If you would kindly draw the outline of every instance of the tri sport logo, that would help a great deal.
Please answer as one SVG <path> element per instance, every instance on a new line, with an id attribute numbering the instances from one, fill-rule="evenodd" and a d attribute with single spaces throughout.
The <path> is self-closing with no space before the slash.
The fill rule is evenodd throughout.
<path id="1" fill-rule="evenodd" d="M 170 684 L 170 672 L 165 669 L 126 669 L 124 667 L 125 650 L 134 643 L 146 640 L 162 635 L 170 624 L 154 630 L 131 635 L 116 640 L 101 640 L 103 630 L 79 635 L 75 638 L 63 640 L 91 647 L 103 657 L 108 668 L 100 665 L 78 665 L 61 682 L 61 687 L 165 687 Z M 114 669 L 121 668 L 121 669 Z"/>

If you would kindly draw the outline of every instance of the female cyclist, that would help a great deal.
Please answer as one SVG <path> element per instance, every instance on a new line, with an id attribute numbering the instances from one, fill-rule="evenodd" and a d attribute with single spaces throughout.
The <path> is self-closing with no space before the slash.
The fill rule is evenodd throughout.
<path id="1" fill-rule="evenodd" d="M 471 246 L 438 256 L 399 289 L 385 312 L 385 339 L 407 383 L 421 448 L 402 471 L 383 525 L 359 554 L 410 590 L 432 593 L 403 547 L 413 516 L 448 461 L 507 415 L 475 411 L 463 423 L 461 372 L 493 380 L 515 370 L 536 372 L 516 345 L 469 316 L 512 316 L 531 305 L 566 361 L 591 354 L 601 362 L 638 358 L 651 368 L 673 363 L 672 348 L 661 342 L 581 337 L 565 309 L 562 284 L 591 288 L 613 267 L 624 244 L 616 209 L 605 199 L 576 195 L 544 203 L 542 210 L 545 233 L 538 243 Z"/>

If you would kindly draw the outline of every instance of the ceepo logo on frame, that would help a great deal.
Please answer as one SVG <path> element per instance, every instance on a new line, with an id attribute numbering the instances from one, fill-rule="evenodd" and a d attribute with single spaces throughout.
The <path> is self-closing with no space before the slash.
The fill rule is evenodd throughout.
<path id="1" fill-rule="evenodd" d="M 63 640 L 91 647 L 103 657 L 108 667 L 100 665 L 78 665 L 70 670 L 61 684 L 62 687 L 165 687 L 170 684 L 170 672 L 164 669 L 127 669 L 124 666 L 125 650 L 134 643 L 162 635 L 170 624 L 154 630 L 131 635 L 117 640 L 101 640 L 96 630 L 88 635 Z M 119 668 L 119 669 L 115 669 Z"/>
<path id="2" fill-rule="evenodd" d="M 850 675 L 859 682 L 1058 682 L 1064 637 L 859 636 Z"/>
========================
● DIRECTION: Reproduce every item above line for line, with no changes to any wording or punctuation.

● ANSWER TO THIS EXERCISE:
If you would kindly draw the outline of every instance of the tri sport logo, that would help a great deal.
Please answer as one SVG <path> element per instance, every instance on a new line, with an id attribute numbering the instances from one, fill-rule="evenodd" and a d attribute with single spaces throughout.
The <path> is self-closing with no space before the slash.
The fill rule is evenodd throughout.
<path id="1" fill-rule="evenodd" d="M 170 684 L 170 672 L 165 669 L 126 669 L 124 667 L 125 650 L 134 643 L 146 640 L 162 635 L 170 624 L 154 630 L 131 635 L 116 640 L 101 640 L 103 630 L 79 635 L 75 638 L 63 640 L 91 647 L 103 657 L 108 668 L 100 665 L 78 665 L 61 682 L 61 687 L 165 687 Z M 114 669 L 121 668 L 121 669 Z"/>

If you would kindly draw the outline of every instance of the female cyclist, that would help a great deal.
Please answer as one SVG <path> element per instance, every instance on a new line, with an id attribute numbering the instances from one, fill-rule="evenodd" and a d attribute with single spaces throughout.
The <path> is self-closing with no space before the slash.
The fill rule is evenodd throughout.
<path id="1" fill-rule="evenodd" d="M 471 246 L 438 256 L 399 289 L 385 312 L 385 339 L 407 383 L 421 448 L 402 471 L 383 525 L 359 554 L 410 590 L 432 593 L 403 547 L 413 516 L 448 461 L 507 415 L 475 411 L 463 423 L 461 372 L 493 380 L 515 370 L 536 372 L 516 345 L 469 316 L 512 316 L 531 305 L 566 361 L 591 354 L 601 362 L 638 358 L 651 368 L 673 363 L 672 348 L 661 342 L 581 337 L 565 309 L 562 284 L 591 288 L 613 267 L 624 244 L 616 209 L 605 199 L 576 195 L 544 203 L 542 210 L 545 233 L 538 243 Z"/>

If you would kindly draw the outline of every instance of the ceepo logo on frame, that would help a great deal.
Please answer as one SVG <path> element per instance, every instance on a new line, with an id attribute numbering the instances from one, fill-rule="evenodd" and a d attribute with single spaces throughout.
The <path> is self-closing with no space before the slash.
The fill rule is evenodd throughout.
<path id="1" fill-rule="evenodd" d="M 63 640 L 91 647 L 103 657 L 108 667 L 100 665 L 78 665 L 70 670 L 61 684 L 62 687 L 165 687 L 170 684 L 170 672 L 164 669 L 127 669 L 124 666 L 125 650 L 134 643 L 162 635 L 170 624 L 154 630 L 131 635 L 117 640 L 101 640 L 96 630 L 88 635 Z M 119 668 L 119 669 L 115 669 Z"/>
<path id="2" fill-rule="evenodd" d="M 850 675 L 859 682 L 1058 682 L 1064 637 L 859 636 Z"/>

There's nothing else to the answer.